Put the material below as a JSON list of strings, from its first line through the line with "Mark the region of the red shopping basket.", one string per line and no blank lines.

** Start **

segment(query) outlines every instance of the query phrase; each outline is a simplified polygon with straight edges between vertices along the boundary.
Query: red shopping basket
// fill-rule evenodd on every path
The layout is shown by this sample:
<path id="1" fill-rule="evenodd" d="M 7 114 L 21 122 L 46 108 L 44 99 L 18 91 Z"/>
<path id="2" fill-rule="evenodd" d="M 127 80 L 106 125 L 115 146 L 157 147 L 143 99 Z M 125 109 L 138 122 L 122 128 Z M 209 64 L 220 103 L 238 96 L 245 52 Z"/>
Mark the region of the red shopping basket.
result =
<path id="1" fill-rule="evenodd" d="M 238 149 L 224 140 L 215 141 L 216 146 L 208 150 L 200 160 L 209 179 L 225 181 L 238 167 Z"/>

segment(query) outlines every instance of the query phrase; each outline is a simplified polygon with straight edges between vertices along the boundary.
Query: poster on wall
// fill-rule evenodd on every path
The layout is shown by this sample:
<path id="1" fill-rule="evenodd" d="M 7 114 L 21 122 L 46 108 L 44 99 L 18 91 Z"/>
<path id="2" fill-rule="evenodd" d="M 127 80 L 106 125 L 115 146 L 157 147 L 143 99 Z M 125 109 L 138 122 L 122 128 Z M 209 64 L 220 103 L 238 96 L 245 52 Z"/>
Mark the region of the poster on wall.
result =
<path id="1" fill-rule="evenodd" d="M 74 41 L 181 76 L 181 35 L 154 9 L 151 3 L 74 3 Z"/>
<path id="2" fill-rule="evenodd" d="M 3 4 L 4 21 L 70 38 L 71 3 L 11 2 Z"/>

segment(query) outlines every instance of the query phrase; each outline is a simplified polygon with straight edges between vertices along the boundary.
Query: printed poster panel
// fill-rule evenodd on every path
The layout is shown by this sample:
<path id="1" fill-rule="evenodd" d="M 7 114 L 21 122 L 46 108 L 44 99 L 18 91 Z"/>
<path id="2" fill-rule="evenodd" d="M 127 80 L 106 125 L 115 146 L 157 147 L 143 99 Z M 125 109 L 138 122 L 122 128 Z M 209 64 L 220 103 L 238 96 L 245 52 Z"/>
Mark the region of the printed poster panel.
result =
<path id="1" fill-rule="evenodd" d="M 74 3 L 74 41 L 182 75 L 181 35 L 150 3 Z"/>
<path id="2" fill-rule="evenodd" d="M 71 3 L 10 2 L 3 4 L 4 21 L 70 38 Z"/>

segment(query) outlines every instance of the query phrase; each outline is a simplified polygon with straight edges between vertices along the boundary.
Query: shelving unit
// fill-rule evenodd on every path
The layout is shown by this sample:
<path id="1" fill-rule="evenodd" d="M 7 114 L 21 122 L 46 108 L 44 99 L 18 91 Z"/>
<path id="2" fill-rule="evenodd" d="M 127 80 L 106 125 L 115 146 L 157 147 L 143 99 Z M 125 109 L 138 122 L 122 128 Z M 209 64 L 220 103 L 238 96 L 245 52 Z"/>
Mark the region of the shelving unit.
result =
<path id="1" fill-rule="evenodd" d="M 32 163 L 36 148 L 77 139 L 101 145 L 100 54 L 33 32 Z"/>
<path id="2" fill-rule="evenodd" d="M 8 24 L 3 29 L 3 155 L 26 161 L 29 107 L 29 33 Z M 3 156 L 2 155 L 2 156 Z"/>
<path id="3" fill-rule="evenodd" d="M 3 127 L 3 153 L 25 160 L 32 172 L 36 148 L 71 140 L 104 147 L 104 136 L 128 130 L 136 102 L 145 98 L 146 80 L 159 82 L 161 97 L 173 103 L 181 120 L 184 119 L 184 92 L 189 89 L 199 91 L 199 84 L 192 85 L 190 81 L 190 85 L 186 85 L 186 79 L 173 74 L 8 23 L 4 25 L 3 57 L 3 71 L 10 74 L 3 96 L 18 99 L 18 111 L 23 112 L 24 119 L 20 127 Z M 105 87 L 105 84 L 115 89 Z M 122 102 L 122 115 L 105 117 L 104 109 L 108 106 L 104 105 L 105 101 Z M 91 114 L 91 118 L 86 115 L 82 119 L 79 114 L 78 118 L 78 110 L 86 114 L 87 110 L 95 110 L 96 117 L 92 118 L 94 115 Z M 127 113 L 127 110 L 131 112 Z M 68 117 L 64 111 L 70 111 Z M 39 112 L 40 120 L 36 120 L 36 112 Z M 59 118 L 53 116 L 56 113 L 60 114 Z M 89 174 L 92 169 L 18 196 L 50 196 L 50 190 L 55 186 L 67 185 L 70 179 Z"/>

** End **

Solved problem:
[
  "segment(query) outlines every instance of the query phrase; each outline is a simplified polygon with straight edges between vertices along the boundary.",
  "Query: red shopping basket",
  "// fill-rule evenodd on every path",
  "The layout is shown by this sample:",
  "<path id=\"1\" fill-rule=\"evenodd\" d=\"M 7 114 L 21 122 L 46 108 L 44 99 L 18 91 Z\"/>",
  "<path id=\"2\" fill-rule=\"evenodd\" d=\"M 127 80 L 106 125 L 115 146 L 157 147 L 143 99 Z M 125 109 L 138 122 L 122 128 Z M 209 64 L 220 103 L 238 96 L 245 52 Z\"/>",
  "Mark the region of the red shopping basket."
]